• [DATA TO USE]:
------------------------------------------------

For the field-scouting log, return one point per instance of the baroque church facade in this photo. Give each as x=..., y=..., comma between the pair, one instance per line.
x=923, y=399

------------------------------------------------

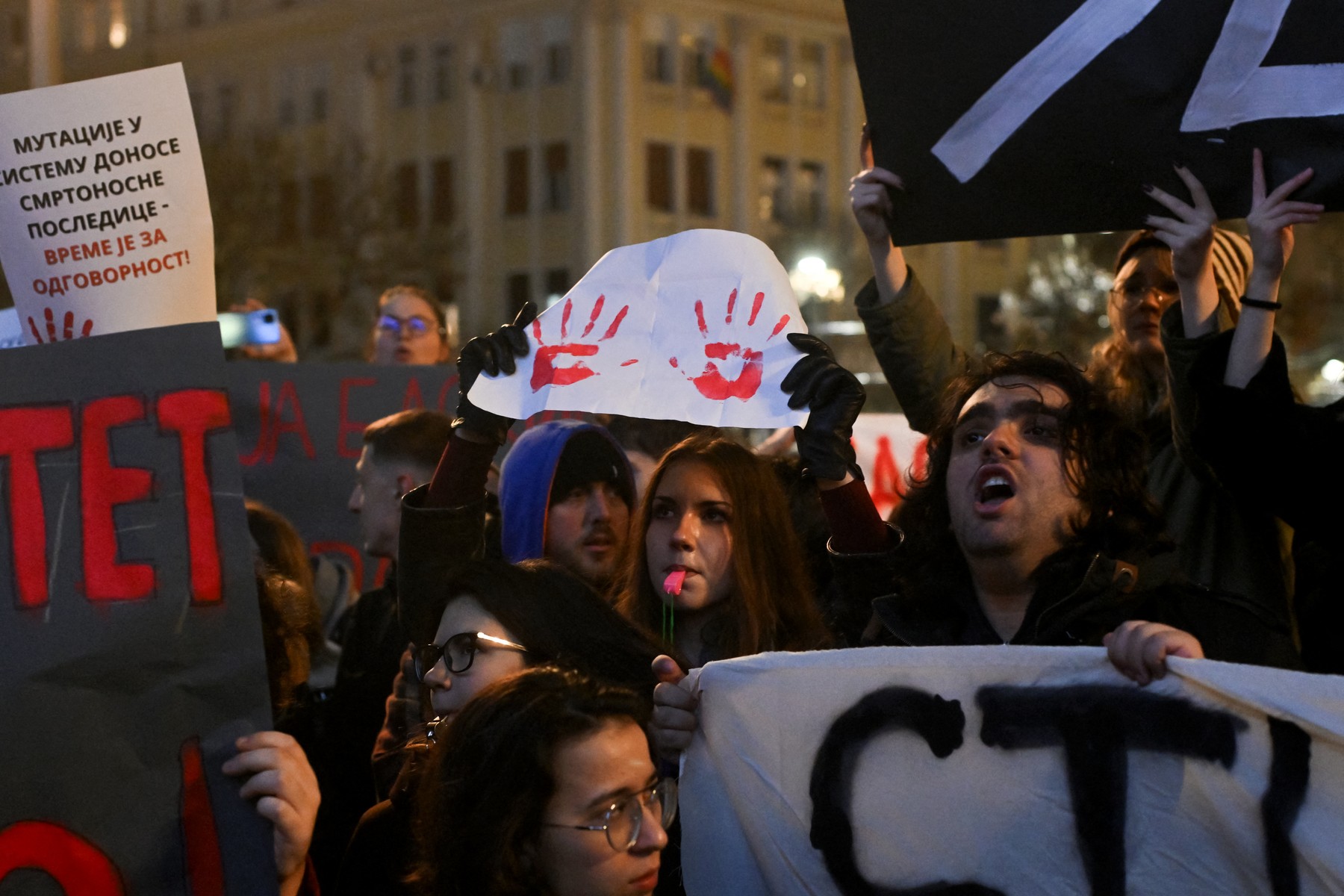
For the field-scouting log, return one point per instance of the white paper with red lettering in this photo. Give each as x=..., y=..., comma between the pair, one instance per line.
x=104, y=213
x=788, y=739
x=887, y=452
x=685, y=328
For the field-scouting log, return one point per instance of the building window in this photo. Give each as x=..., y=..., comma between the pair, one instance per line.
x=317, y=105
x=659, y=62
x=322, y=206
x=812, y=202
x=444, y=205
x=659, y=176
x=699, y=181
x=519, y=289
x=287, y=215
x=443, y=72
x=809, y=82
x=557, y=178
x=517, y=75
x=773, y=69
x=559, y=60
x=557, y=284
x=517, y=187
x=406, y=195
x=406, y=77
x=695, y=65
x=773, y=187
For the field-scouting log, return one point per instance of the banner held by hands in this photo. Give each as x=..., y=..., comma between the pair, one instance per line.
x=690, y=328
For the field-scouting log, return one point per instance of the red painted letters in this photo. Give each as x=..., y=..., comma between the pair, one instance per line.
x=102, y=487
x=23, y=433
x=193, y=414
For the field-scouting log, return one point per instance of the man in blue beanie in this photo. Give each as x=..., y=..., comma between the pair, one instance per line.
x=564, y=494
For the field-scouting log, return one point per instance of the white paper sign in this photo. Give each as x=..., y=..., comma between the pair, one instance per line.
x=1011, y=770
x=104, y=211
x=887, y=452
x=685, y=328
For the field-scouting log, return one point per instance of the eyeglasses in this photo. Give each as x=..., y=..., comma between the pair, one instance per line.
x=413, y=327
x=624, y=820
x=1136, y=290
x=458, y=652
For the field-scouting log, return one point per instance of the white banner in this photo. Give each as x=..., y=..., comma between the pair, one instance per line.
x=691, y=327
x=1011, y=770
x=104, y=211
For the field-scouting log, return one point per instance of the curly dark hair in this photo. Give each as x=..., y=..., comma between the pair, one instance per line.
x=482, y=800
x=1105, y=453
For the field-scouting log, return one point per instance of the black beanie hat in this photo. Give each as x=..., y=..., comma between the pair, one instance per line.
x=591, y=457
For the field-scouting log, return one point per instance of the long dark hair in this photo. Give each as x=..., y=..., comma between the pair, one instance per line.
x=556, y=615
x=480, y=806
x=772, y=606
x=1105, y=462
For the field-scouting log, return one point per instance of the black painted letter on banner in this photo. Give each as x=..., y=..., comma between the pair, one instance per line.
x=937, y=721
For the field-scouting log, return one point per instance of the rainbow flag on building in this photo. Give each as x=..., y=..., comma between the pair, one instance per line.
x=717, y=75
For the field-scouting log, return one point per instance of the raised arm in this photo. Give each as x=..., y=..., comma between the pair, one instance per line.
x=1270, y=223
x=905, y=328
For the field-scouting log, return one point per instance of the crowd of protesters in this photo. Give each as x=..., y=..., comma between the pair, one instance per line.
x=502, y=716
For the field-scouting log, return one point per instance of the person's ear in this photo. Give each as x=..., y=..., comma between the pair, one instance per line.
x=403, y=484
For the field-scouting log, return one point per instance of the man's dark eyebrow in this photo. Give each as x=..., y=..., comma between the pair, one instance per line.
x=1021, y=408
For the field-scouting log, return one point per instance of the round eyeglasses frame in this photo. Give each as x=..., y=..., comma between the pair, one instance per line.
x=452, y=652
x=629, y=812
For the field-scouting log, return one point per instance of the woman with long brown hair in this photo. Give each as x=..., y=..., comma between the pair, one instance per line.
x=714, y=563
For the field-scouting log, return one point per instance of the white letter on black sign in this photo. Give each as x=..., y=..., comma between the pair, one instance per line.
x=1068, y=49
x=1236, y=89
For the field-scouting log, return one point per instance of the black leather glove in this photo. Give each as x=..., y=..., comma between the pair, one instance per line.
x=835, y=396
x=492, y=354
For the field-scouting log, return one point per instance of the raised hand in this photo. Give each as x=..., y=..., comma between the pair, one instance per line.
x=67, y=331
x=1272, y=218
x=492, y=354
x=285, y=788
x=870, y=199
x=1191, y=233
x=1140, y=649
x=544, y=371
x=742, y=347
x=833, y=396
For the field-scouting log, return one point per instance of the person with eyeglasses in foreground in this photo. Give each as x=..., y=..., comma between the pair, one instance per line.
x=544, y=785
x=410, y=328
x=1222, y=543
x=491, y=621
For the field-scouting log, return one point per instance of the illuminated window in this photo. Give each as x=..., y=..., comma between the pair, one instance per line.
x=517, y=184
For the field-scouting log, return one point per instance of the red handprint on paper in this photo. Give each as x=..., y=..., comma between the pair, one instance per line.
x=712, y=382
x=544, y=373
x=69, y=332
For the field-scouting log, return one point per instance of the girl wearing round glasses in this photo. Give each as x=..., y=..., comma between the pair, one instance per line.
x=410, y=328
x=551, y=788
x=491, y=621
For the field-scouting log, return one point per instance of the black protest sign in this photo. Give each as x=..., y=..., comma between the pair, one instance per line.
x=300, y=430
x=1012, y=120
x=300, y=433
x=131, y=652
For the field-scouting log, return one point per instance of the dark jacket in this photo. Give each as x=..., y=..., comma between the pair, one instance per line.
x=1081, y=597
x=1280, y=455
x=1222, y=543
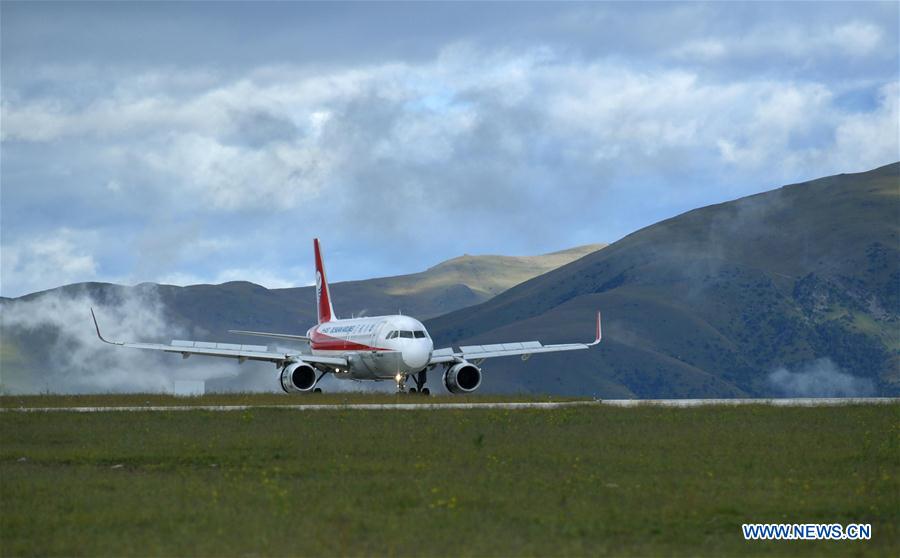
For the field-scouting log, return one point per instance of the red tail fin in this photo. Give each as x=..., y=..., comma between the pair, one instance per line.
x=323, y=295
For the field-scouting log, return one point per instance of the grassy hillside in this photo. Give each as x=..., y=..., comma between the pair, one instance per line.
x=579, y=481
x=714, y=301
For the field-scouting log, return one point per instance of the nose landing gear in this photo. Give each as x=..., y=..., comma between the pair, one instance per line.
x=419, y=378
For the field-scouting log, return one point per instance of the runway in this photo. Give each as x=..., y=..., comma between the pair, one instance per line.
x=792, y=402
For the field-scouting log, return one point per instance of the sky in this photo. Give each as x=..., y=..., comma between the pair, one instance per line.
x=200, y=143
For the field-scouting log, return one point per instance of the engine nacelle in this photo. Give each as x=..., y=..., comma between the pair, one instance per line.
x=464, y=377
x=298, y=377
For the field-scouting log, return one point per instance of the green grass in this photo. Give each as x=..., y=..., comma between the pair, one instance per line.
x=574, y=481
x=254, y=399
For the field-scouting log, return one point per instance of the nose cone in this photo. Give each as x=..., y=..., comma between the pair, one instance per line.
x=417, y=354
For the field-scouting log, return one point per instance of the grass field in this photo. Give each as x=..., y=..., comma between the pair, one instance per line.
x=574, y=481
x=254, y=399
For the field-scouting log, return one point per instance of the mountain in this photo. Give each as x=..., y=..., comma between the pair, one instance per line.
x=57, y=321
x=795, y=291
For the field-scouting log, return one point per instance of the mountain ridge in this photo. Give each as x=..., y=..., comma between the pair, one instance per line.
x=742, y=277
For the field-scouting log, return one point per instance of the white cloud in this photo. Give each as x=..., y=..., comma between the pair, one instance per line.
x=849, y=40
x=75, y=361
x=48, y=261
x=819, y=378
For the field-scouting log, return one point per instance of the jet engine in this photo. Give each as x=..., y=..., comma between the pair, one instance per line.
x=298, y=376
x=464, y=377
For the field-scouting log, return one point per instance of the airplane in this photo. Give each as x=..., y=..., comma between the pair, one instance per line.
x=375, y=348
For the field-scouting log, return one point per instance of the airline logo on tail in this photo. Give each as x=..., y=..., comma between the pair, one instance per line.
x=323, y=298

------------------------------------------------

• [AIM OF THE TASK]: Convert everything from the item containing "the grass field" down to the line containing "x=323, y=298", both ends included, into a Markdown table. Use the columns n and Line, with one row per line and blank lines omitted.

• [REPLY TO THE EXERCISE]:
| n | Line |
|---|---|
| 1 | For the field-scouting log, return one point per instance of the grass field in this photo. Give each as x=..., y=..., comma between the pair, one instance per line. |
| 2 | x=574, y=481 |
| 3 | x=254, y=399 |
| 4 | For the field-scouting log, return one point per instance of the mountain in this photo. Give each as x=..., y=..., comma between the pair, one instance per line. |
| 5 | x=57, y=321 |
| 6 | x=795, y=291 |
| 7 | For the field-scouting log, return one point per instance of the mountain ridge in this photo. Give each as x=..., y=..., comma between the pair, one instance per line. |
| 8 | x=742, y=277 |
| 9 | For the field-scouting log, return one point per instance of the white cloud in this photo. Give each as x=..., y=..., comma between the pair, one instance per line. |
| 10 | x=849, y=40 |
| 11 | x=75, y=361 |
| 12 | x=48, y=261 |
| 13 | x=819, y=378 |
| 14 | For the field-scouting log, return one point per instance of the jet engine in this photo. Give each as x=..., y=..., comma between the pair, one instance per line. |
| 15 | x=298, y=376 |
| 16 | x=464, y=377 |
| 17 | For the field-scouting log, return one point per instance of the airplane in this photo. Give each as x=..., y=..., comma between the pair, one instance per line. |
| 18 | x=375, y=348 |
| 19 | For the field-scouting log, return one point per instance of the airline logo on tail in this photo. Give each as x=..., y=..., comma between the pair, one instance per line. |
| 20 | x=323, y=298 |